EXERCISE OBJECTIVE
Output the lines from the line containing "finding every blue" up to and including the line containing "[423,162,475,212]" as a Markdown table with the columns Number and Text. Number each line and leave out blank lines.

DATA FOR PROCESSING
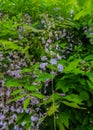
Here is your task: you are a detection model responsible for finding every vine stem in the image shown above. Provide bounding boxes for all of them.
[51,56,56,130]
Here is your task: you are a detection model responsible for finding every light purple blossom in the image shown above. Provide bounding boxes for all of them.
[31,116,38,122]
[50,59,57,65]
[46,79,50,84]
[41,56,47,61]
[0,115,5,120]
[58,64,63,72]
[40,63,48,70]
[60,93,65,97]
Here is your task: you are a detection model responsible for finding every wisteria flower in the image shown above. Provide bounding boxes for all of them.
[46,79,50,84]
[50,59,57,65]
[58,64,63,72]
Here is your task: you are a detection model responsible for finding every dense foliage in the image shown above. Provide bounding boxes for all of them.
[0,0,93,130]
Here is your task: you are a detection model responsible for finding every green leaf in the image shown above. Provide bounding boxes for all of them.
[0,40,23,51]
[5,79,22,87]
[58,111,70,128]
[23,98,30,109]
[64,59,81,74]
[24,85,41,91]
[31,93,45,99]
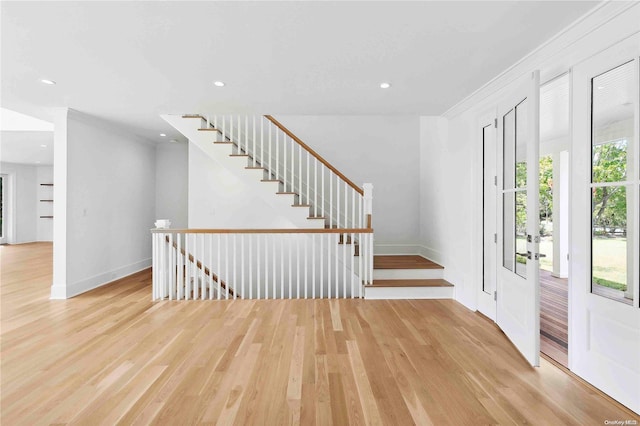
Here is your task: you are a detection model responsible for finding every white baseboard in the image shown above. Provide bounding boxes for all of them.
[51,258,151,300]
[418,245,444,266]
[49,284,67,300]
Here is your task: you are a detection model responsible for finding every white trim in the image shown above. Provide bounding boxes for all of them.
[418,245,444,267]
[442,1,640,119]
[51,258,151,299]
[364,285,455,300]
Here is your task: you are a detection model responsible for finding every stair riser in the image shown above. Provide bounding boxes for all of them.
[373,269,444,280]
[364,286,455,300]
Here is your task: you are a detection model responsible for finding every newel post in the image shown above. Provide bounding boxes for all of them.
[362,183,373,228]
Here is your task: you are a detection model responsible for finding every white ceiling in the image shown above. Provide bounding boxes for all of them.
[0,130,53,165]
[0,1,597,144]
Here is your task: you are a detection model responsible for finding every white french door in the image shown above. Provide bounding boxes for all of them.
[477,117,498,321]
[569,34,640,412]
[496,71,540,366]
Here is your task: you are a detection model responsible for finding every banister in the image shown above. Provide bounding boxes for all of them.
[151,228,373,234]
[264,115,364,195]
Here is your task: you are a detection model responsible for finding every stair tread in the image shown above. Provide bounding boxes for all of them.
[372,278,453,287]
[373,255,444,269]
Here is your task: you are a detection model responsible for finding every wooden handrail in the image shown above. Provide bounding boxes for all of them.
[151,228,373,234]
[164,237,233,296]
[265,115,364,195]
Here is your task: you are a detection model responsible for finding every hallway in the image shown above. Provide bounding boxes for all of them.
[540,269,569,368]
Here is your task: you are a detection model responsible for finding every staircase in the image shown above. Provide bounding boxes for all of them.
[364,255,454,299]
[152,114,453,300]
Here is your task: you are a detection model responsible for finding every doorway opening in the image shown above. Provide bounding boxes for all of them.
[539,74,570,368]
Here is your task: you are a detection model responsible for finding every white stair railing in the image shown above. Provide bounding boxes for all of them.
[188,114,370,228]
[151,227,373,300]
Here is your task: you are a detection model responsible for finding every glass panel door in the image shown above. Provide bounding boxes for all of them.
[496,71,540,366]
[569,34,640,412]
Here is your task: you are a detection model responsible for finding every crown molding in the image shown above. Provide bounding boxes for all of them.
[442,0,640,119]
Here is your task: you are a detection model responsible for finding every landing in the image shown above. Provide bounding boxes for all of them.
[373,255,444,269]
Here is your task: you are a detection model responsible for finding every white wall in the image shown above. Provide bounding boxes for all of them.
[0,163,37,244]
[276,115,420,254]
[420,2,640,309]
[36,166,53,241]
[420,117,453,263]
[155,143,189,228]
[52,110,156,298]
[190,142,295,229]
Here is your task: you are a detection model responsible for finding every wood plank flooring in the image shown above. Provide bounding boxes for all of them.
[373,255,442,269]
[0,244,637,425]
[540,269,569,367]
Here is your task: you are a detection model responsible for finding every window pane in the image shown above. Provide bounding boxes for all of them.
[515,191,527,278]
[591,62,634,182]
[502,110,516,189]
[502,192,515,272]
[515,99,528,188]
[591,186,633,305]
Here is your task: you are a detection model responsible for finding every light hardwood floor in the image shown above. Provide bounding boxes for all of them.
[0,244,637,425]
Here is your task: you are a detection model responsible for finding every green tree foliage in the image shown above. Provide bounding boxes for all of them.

--

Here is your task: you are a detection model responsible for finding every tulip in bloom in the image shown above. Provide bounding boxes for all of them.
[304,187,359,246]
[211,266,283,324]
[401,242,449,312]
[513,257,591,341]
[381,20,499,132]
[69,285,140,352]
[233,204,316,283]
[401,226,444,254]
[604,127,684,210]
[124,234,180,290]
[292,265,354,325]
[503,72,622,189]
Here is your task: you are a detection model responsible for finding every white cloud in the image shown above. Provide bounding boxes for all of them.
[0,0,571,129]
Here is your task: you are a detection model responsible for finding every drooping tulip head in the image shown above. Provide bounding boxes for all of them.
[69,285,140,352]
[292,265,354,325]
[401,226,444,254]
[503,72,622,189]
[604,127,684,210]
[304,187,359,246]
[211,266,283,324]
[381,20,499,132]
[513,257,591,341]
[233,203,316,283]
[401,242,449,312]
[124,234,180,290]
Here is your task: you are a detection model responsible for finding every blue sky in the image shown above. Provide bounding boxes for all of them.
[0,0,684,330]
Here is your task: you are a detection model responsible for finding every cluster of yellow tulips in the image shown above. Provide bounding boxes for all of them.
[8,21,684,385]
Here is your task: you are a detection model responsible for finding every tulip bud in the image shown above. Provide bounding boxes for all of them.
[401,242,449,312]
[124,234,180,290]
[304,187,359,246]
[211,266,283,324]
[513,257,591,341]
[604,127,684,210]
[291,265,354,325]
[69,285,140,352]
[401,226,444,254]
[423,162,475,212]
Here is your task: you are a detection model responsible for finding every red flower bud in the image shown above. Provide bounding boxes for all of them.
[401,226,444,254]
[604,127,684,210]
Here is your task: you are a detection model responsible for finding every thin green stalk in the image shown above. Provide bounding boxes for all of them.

* * *

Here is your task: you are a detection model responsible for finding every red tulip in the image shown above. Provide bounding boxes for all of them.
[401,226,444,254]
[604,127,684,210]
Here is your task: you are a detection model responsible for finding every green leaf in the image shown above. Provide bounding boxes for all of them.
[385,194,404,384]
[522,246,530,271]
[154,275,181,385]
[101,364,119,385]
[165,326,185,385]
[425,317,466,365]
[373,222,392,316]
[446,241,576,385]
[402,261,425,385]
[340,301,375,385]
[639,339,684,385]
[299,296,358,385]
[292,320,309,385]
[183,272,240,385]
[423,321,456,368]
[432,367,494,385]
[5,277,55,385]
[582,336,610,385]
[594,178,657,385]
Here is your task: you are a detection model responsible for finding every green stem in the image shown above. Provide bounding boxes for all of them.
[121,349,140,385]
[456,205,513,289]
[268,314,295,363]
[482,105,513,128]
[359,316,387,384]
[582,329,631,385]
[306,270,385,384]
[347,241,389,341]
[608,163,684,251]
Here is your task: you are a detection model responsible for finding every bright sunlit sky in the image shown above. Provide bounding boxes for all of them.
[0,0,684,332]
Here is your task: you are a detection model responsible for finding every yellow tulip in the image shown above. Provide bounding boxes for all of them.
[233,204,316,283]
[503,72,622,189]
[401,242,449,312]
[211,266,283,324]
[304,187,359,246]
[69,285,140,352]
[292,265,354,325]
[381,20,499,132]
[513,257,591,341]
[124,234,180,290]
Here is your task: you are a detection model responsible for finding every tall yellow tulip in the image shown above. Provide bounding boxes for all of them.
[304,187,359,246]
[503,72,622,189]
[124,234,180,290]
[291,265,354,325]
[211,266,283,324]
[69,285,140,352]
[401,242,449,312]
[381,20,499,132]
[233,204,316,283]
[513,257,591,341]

OUTPUT
| Number | Text |
|---|---|
| 1 | Here is your task: you are a detection model responsible for finding every blue sky in the image shown above. Provide bounding boxes for all of them. |
| 2 | [0,0,684,330] |
| 3 | Here is your task: you are a detection model responsible for finding every cluster of yellow tulips in the image shown above. Provide bounding boxes for all of them. |
| 4 | [8,21,684,385] |
| 5 | Here is your task: you are a detection model responsible for finding every tulip bud in the image shown above. Provide bounding boxes for all of them. |
| 6 | [401,242,449,312] |
| 7 | [124,234,180,290] |
| 8 | [304,187,359,246] |
| 9 | [211,266,283,324] |
| 10 | [513,257,591,341] |
| 11 | [604,127,684,210] |
| 12 | [291,265,354,325] |
| 13 | [69,285,140,352] |
| 14 | [401,226,444,254] |
| 15 | [423,162,475,212] |